**Consigne**
Recopiez fidèlement le passage de l'article sur l'hébergement des sans-abri à Paris qui débute aux mots « Des femmes sans » et se termine après « 000 places aujourd'hui. ».

Des femmes sans abri sous les dorures de la République. Anne Hidalgo ne pouvait prendre initiative plus symbolique pour frapper les esprits. Dans un entretien au JDD, daté du 14 octobre, la maire de Paris annonce l'ouverture en novembre d'" une halte " de nuit et de jour, pérenne, " dans l'Hôtel de Ville de Paris " pour " une cinquantaine de femmes " sans abri qui, par grand froid, " pourront être jusqu'à une centaine ". Au total, Mme Hidalgo s'engage à ouvrir 700 places d'hébergement d'ici " début 2019 " dans des batiments municipaux, surtout à l'ouest de Paris, qui s'ajouteront aux 800 nouvelles créées dans des lieux appartenant à la municipalité depuis février. La capitale compte quelque 10 000 places aujourd'hui.
Tout en faisant de la prise en charge des plus démunis un marqueur de sa politique, Mme Hidalgo met le gouvernement au pied du mur. Le 15 février, la maire de Paris avait déjà organisé
" une nuit de la solidarité " qui avait permis à quelque 2 000 Parisiens de recenser 3 035 sans-abri dans les rues de la capitale. Cette opération était une pierre dans le jardin d'Emmanuel Macron qui, en juillet 2017, avait déclaré qu'
" il - ne voulait -
plus personne dans les rues d'ici la fin de l'année ". En mars, le chef de l'Etat avait reconnu son échec en la matière.

**Données**
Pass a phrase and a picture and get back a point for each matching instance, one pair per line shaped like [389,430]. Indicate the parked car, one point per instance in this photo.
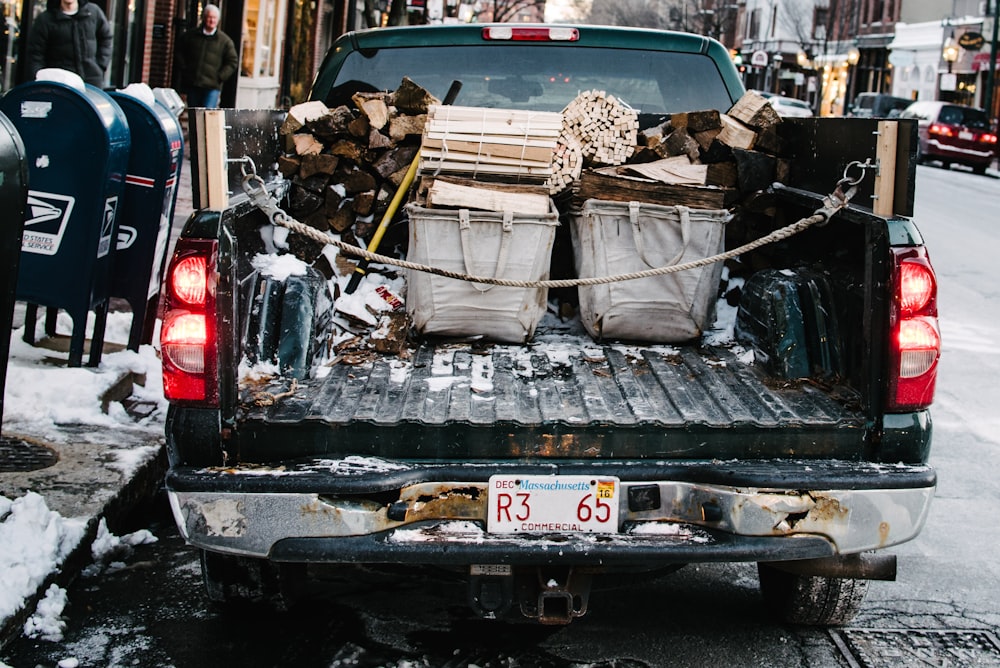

**Réponse intégrale**
Des femmes sans abri sous les dorures de la République. Anne Hidalgo ne pouvait prendre initiative plus symbolique pour frapper les esprits. Dans un entretien au JDD, daté du 14 octobre, la maire de Paris annonce l'ouverture en novembre d'" une halte " de nuit et de jour, pérenne, " dans l'Hôtel de Ville de Paris " pour " une cinquantaine de femmes " sans abri qui, par grand froid, " pourront être jusqu'à une centaine ". Au total, Mme Hidalgo s'engage à ouvrir 700 places d'hébergement d'ici " début 2019 " dans des batiments municipaux, surtout à l'ouest de Paris, qui s'ajouteront aux 800 nouvelles créées dans des lieux appartenant à la municipalité depuis février. La capitale compte quelque 10 000 places aujourd'hui.